[Stored items]
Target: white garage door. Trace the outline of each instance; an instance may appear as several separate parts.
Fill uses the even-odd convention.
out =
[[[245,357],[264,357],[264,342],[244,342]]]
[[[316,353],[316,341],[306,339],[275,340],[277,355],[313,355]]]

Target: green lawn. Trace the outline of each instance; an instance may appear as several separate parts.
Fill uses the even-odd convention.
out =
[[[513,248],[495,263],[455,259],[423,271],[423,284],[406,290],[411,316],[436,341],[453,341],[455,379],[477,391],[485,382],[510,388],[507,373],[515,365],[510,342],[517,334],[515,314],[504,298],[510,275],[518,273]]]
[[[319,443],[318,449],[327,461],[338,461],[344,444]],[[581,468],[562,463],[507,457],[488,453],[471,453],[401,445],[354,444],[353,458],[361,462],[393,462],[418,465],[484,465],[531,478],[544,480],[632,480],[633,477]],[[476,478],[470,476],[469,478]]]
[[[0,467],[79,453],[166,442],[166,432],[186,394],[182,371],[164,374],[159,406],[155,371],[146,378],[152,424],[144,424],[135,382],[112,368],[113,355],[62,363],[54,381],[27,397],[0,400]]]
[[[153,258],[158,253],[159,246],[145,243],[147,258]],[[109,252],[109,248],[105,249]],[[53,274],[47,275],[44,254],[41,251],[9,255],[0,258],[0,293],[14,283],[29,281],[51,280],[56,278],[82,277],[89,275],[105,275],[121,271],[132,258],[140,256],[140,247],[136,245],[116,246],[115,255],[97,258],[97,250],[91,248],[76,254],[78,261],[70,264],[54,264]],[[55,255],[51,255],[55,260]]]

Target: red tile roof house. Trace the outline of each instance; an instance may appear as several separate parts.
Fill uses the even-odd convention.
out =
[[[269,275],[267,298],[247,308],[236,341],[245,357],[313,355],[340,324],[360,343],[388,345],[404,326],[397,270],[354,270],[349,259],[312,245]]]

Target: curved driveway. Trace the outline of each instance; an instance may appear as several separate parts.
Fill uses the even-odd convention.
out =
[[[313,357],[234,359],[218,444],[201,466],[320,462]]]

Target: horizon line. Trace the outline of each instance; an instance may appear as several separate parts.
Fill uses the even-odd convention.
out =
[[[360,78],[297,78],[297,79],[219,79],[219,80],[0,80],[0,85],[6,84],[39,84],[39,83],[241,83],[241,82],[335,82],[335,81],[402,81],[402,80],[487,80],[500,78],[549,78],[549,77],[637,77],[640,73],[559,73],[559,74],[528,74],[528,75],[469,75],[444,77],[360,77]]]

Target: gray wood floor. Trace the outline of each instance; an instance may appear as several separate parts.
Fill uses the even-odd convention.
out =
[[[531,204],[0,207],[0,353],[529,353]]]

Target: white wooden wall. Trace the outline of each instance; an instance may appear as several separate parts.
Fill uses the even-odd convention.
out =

--- Objective ---
Present every line of the records above as a Markdown table with two columns, Row for the row number and Line for the text of the line. Leave out blank lines.

--- Written solution ---
| Row | Line |
|---|---|
| 1 | Target: white garage door. Trace the outline of each instance; an instance may appear as several separate parts. |
| 2 | Fill uses the even-odd convention. |
| 3 | out = |
| 4 | [[[245,357],[264,357],[264,342],[244,342]]] |
| 5 | [[[316,353],[316,341],[306,339],[275,340],[277,355],[313,355]]] |
| 6 | Target: green lawn. Trace the outline of each instance; an instance may appear as several separate parts. |
| 7 | Fill uses the even-odd convention. |
| 8 | out = |
| 9 | [[[513,248],[495,263],[455,259],[423,271],[423,284],[406,290],[411,316],[436,341],[453,341],[455,379],[477,391],[485,382],[510,388],[507,373],[515,365],[510,342],[517,334],[515,314],[504,298],[510,275],[518,273]]] |
| 10 | [[[319,443],[318,449],[327,461],[338,461],[344,444]],[[581,468],[562,463],[507,457],[488,453],[471,453],[401,445],[354,444],[353,458],[361,462],[393,462],[418,465],[484,465],[531,478],[544,480],[632,480],[633,477]],[[476,478],[470,476],[469,478]]] |
| 11 | [[[0,467],[79,453],[166,442],[166,432],[186,394],[182,371],[164,374],[159,406],[155,371],[146,378],[152,424],[144,424],[135,382],[112,368],[113,355],[62,363],[54,381],[27,397],[0,400]]] |
| 12 | [[[153,258],[158,253],[159,246],[145,243],[147,258]],[[109,252],[109,248],[105,249]],[[53,274],[47,275],[44,254],[41,251],[9,255],[0,258],[0,293],[14,283],[29,281],[51,280],[56,278],[82,277],[89,275],[105,275],[121,271],[132,258],[140,256],[140,247],[136,245],[116,246],[115,255],[97,258],[97,250],[91,248],[76,254],[78,261],[70,264],[54,264]],[[55,255],[51,255],[55,260]]] |
| 13 | Target: red tile roof house. Trace the outline of each instance; an instance may appear as several separate parts. |
| 14 | Fill uses the even-odd convention. |
| 15 | out = |
| 16 | [[[269,275],[267,298],[247,308],[236,341],[245,357],[313,355],[340,324],[360,343],[388,345],[404,326],[397,270],[354,270],[349,259],[312,245]]] |
| 17 | Target: curved driveway. Trace the outline of each instance; an instance may appear as several separate parts. |
| 18 | Fill uses the even-odd convention. |
| 19 | out = |
| 20 | [[[313,357],[234,359],[218,444],[201,466],[320,462]]] |
| 21 | Target: horizon line. Trace the outline of each instance; an instance may appear as several separate parts. |
| 22 | Fill uses the even-odd convention. |
| 23 | out = |
| 24 | [[[360,78],[297,78],[297,79],[219,79],[219,80],[0,80],[0,85],[6,84],[39,84],[39,83],[241,83],[241,82],[335,82],[335,81],[402,81],[402,80],[487,80],[500,78],[549,78],[549,77],[637,77],[640,73],[559,73],[559,74],[528,74],[528,75],[469,75],[444,77],[360,77]]] |
| 25 | Target: gray wood floor. Trace the outline of each instance; an instance may appear as several separate parts. |
| 26 | Fill uses the even-odd convention. |
| 27 | out = |
| 28 | [[[531,204],[0,207],[0,353],[529,353]]] |
| 29 | Target: white wooden wall. Trace the outline of each instance; an instance may appear as several separate parts. |
| 30 | Fill uses the even-odd convention. |
| 31 | out = |